**Your assignment:** If a line in the entries below holds the string "cover", copy it.

Dataset entries:
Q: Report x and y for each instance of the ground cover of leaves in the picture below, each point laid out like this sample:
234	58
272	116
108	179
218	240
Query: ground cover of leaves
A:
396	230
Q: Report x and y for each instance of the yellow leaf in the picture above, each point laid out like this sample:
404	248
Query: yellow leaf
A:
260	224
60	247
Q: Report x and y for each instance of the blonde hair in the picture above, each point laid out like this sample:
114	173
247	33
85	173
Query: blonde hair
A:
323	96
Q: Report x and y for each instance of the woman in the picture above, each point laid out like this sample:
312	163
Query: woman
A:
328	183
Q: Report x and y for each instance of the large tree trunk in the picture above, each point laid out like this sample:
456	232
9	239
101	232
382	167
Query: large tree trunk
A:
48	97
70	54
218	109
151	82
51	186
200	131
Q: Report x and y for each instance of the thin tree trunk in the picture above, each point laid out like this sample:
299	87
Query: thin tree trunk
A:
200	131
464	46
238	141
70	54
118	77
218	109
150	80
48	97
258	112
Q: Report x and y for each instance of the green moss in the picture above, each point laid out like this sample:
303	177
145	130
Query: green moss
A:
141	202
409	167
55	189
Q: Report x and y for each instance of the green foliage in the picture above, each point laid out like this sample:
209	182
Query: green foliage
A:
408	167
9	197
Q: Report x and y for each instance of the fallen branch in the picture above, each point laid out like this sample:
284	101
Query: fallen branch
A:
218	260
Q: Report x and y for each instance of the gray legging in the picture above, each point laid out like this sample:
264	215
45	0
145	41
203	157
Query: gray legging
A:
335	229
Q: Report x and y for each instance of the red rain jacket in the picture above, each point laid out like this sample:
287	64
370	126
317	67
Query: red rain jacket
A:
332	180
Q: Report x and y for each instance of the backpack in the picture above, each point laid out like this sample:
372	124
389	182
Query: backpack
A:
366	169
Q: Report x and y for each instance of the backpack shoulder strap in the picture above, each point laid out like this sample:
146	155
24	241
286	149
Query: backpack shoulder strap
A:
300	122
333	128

**Solution:**
Q: Report x and y for each instance of the ground cover of leaves in the picture below, each point laid out like this sample:
Query: ground cover of leaves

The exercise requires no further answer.